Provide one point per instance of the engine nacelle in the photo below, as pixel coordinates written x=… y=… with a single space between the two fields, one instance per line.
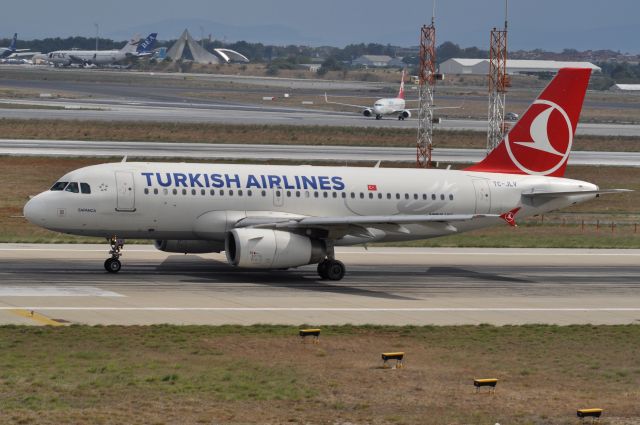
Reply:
x=189 y=246
x=271 y=249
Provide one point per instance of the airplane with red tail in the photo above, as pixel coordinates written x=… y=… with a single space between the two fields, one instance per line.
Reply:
x=278 y=217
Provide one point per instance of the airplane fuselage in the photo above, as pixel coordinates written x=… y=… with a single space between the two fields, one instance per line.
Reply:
x=388 y=106
x=92 y=57
x=181 y=201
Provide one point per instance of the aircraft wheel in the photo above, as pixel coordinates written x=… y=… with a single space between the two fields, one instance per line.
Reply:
x=113 y=265
x=322 y=269
x=335 y=270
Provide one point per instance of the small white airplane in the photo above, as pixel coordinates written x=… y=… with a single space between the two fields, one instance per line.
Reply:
x=5 y=52
x=387 y=106
x=134 y=48
x=277 y=217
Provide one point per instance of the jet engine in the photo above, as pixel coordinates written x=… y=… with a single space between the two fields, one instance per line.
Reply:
x=189 y=246
x=272 y=249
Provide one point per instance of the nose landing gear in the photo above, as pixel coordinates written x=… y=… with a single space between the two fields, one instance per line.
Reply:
x=330 y=268
x=113 y=264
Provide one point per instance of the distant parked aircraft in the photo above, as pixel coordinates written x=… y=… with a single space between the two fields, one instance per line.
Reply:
x=387 y=106
x=5 y=52
x=133 y=49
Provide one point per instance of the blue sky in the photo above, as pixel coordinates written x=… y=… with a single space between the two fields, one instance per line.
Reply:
x=547 y=24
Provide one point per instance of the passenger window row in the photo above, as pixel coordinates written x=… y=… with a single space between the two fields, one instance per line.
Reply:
x=72 y=187
x=305 y=194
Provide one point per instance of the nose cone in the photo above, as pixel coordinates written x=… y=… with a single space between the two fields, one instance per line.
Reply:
x=34 y=211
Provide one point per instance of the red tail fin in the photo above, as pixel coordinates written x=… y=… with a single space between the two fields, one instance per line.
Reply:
x=401 y=91
x=541 y=140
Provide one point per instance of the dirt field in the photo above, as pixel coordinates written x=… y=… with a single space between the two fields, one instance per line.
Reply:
x=562 y=230
x=264 y=374
x=268 y=134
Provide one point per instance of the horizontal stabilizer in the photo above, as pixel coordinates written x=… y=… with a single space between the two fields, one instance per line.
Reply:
x=545 y=194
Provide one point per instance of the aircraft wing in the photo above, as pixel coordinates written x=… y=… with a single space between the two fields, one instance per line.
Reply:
x=357 y=225
x=435 y=108
x=326 y=99
x=77 y=59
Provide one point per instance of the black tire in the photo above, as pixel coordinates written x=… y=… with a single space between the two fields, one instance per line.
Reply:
x=335 y=270
x=114 y=266
x=322 y=269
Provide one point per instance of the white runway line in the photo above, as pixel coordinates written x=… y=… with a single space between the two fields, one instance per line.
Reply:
x=331 y=309
x=55 y=291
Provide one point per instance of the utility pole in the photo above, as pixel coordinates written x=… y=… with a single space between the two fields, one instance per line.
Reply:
x=498 y=83
x=97 y=32
x=427 y=80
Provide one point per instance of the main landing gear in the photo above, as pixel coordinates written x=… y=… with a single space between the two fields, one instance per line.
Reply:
x=330 y=268
x=113 y=264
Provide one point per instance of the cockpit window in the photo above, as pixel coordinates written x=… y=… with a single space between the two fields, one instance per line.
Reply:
x=58 y=186
x=72 y=187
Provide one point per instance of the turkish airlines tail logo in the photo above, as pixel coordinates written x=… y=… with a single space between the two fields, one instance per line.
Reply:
x=540 y=142
x=401 y=92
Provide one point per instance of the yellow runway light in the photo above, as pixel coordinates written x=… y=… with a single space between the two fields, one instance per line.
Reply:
x=485 y=382
x=397 y=356
x=314 y=333
x=589 y=413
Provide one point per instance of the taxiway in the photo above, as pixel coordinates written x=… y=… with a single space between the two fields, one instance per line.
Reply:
x=398 y=286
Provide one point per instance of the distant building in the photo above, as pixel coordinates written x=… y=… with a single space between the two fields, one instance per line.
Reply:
x=514 y=66
x=378 y=61
x=632 y=88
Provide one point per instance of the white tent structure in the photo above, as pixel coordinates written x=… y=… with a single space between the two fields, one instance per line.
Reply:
x=200 y=54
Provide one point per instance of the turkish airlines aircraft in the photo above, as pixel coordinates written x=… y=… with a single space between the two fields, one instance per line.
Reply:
x=276 y=217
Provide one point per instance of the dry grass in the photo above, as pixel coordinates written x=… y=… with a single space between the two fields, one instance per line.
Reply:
x=168 y=374
x=267 y=134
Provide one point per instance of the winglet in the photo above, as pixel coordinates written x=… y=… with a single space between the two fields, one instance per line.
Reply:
x=510 y=217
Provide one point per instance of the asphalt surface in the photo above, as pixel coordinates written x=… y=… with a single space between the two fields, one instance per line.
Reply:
x=346 y=154
x=236 y=113
x=66 y=283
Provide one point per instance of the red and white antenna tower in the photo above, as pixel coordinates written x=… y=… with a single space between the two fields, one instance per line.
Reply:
x=427 y=81
x=498 y=83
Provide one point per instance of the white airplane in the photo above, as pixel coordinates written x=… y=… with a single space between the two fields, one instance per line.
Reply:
x=277 y=217
x=134 y=48
x=5 y=52
x=387 y=106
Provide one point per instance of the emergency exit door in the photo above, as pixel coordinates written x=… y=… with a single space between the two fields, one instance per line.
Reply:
x=125 y=191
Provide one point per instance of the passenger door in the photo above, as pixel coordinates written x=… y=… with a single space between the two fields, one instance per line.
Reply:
x=126 y=191
x=278 y=197
x=483 y=196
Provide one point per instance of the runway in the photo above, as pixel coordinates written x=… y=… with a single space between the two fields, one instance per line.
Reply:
x=60 y=284
x=237 y=113
x=71 y=148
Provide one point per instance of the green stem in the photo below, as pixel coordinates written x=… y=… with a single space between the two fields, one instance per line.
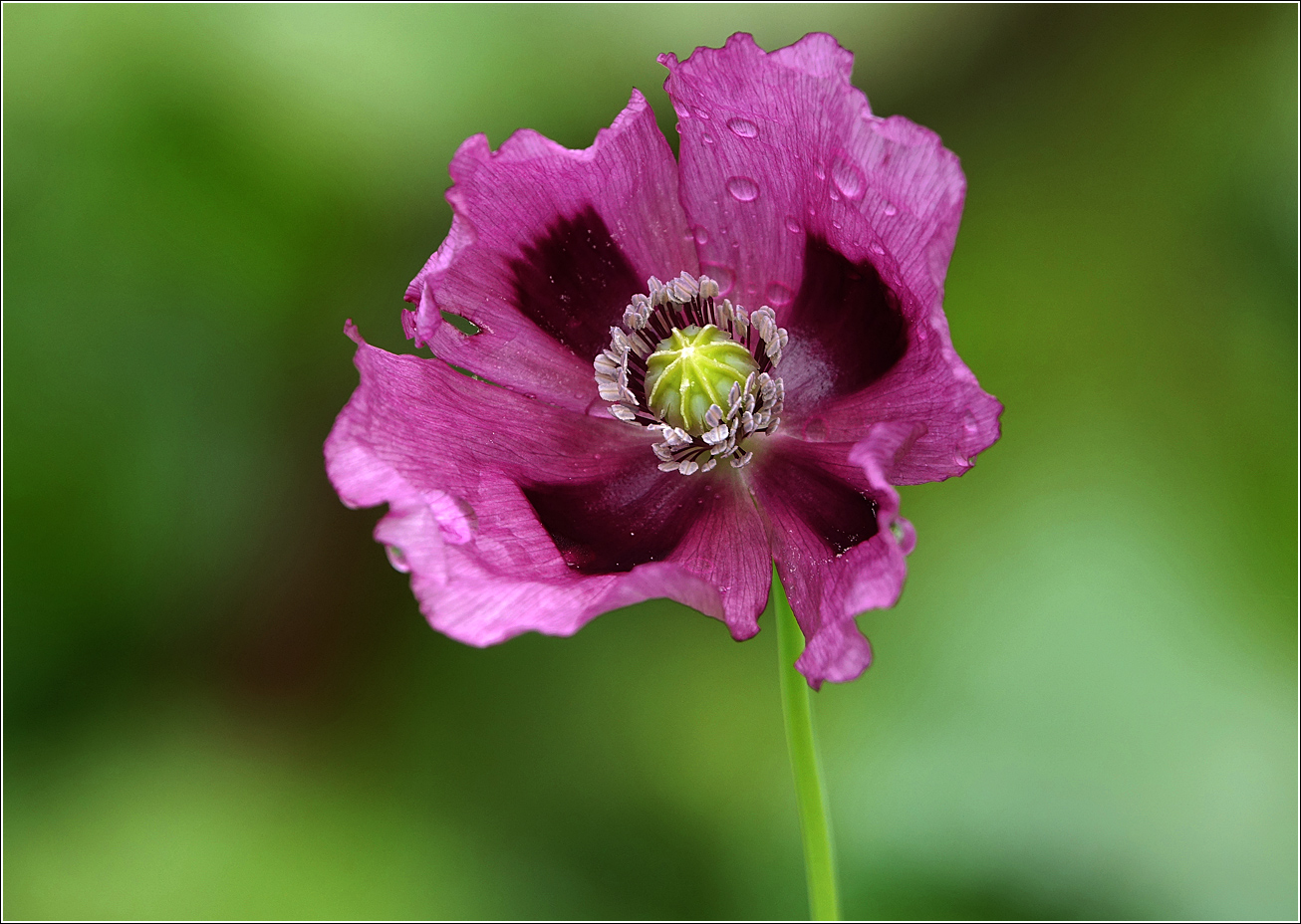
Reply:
x=802 y=742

▸ SHORT EXERCISE:
Rewrite all of the data above, swapping every "pixel coordinates" for "image coordinates" and keeping everything else the same. Leave the pictures out.

▸ REPLY:
Provide one point per instance of the engine nacelle in the photo below, as image coordinates written x=… y=… with a single space between the two fields, one instance per line.
Reply:
x=189 y=246
x=271 y=249
Provide one point per instance of the airplane with red tail in the photo above, as image coordinates written x=… y=… with a single space between the two fields, one instance per line.
Reply:
x=278 y=217
Provide one point per instance of the airplane fuselage in the photo above, as image coordinates written x=… y=… with a single space between the two fields, one instance per line.
Reply:
x=388 y=106
x=92 y=57
x=181 y=201
Provide one point per instance of the aircraft wheel in the photo above, as image coordinates written x=… y=… with a single space between the two fields, one instance per line.
Reply:
x=113 y=265
x=322 y=269
x=335 y=270
Provide one point per instance of the small white airplane in the photo above, as image coordinates written x=… y=… with a single space between the two fields, one instance per line.
Reply:
x=5 y=52
x=387 y=106
x=134 y=48
x=277 y=217
Provide one point per instance of the jet engine in the photo above, as image coordinates written x=… y=… with a single space between the two fields, one instance per line.
Reply:
x=189 y=246
x=272 y=249
Provide one point per instance of the nose landing gear in the photo above, as image coordinates written x=… y=… with a single space between the two fields, one instance per line.
Reply:
x=330 y=268
x=113 y=264
Provide one point per instance of the distant parked aircraft in the photo above, as image coordinates written x=… y=… with a single space between the two fields, one instance per line.
Reply:
x=387 y=106
x=5 y=52
x=133 y=49
Provide one point per instance of the blue sky in the photo above, as image coordinates written x=… y=… with a single space between the two fields, one instance per line.
Reply:
x=547 y=24
Provide one point per instance of the passenger window row in the photo above, as image coordinates written x=… y=… with a single space between the two fields, one instance per line.
Reply:
x=72 y=187
x=305 y=194
Provide one point per instance of the nose cone in the photo above, as image coordinates written x=… y=… with a single space between the two fields, one instance per line.
Reply:
x=34 y=211
Provide one point per instance of the red tail fin in the photo above, as image coordinates written x=… y=… with a single space between the two fields, one instance per line.
Reply:
x=401 y=91
x=541 y=140
Provide one point per instance of the dirt field in the photo above, as image coordinates written x=… y=… with a single space between the two fields, one instance per line.
Reply:
x=562 y=230
x=264 y=374
x=268 y=134
Provide one point per instance of the horizontal stabilizer in the photo above, as image coordinates written x=… y=… with a single space between the two fields, one instance per line.
Reply:
x=545 y=194
Provide one point per instance of the aircraft wing in the photo above, as image coordinates written x=… y=… with a single space between the two fields, one instance per line.
Reply:
x=357 y=225
x=435 y=108
x=326 y=99
x=77 y=59
Provide one point per instance of the black tire in the photo above, as image coordinates written x=… y=… with a single space between the two fields, one instance per line.
Reply:
x=335 y=270
x=114 y=266
x=322 y=269
Provide one point per instance of the white runway line in the photo above, as image coordinates written x=… y=… with a single space between the two fields, one instance per line.
Reply:
x=331 y=309
x=55 y=291
Provide one point per instance of the utility pole in the photo above, as image coordinates written x=… y=… with a single space between the two fields, one instance per line.
Reply:
x=498 y=83
x=97 y=32
x=427 y=80
Provide one point per instance of the main landing gear in the photo above, as image coordinates written x=… y=… with a single space between the two fields, one instance per line.
Reply:
x=330 y=268
x=113 y=264
Provide one point per instance of the cockpit window in the photo above, as image coordinates written x=… y=… with a single space between the two fields, one instance per line.
Reply:
x=58 y=186
x=72 y=187
Provide one point per instance of the turkish airlines tail logo in the photo above, as image coordinates written x=… y=… with a single space between the two fields, one instance per line.
Reply:
x=540 y=142
x=401 y=92
Provide one point per instance of the yellow runway light in the photo above, as image coordinates written x=… y=… with a single space between the two fields, one instance per line.
Reply:
x=485 y=382
x=397 y=356
x=314 y=333
x=589 y=413
Provide one point per instance of the taxiway in the photo above, as image coordinates written x=… y=… with a single space between the two fields, one instance per line.
Reply:
x=398 y=286
Provide one point per instance of the distant building in the photo above, as image coordinates written x=… y=… with a single space between the two fields, one instance per line.
Reply:
x=514 y=66
x=378 y=61
x=632 y=88
Provide one point per instance of the white tent structure in the photo above, as image coordinates written x=… y=… with a single space between the two fields, one instance per line.
Reply:
x=200 y=54
Provide one point per instance of the turkish airlines aircraft in the photo above, as image coordinates written x=… y=… with a single space between the two fields, one instance per line.
Reply:
x=276 y=217
Provide one point per instance of the dry grass in the photo above, as image coordinates written x=… y=… with a single space between the two fields, one instance per line.
Reply:
x=168 y=374
x=267 y=134
Provide one point per instance of the winglet in the photo above, as image coordinates written x=… y=… with a single space between the two fields, one instance per line.
Reply:
x=510 y=217
Provide one point per instance of the asphalt surface in the photo above, as image coordinates written x=… y=… with a single space between the two fields, one instance per line.
Reply:
x=346 y=154
x=236 y=113
x=66 y=283
Provide one point per instance of the red and white antenna tower in the photo above, as image coordinates written x=… y=… with a single space between the two fields, one instance per line.
Reply:
x=427 y=81
x=498 y=83
Provide one point per instance of the white airplane in the photo above, as image coordinates written x=… y=… with a single space between the two fields, one instance per line.
Reply:
x=277 y=217
x=134 y=48
x=5 y=52
x=387 y=106
Provide one point per instance of the emergency exit door in the photo above, as image coordinates written x=… y=… with a single space between the two fields, one instance per line.
Reply:
x=125 y=191
Provide one point per instance of the passenger door in the photo above, as image coordinates written x=… y=… with a single space between the two fields, one instance per line.
Reply:
x=126 y=191
x=278 y=197
x=483 y=196
Provide one point per instance of the runway in the photo above, as image coordinates written x=… y=… with a single space between the two fields, one instance per line.
Reply:
x=60 y=284
x=237 y=113
x=71 y=148
Provide one point per instance of the green stem in the photo below, as image coordinates written x=… y=… with a single space between the two fields, one instance per line.
Reply:
x=802 y=742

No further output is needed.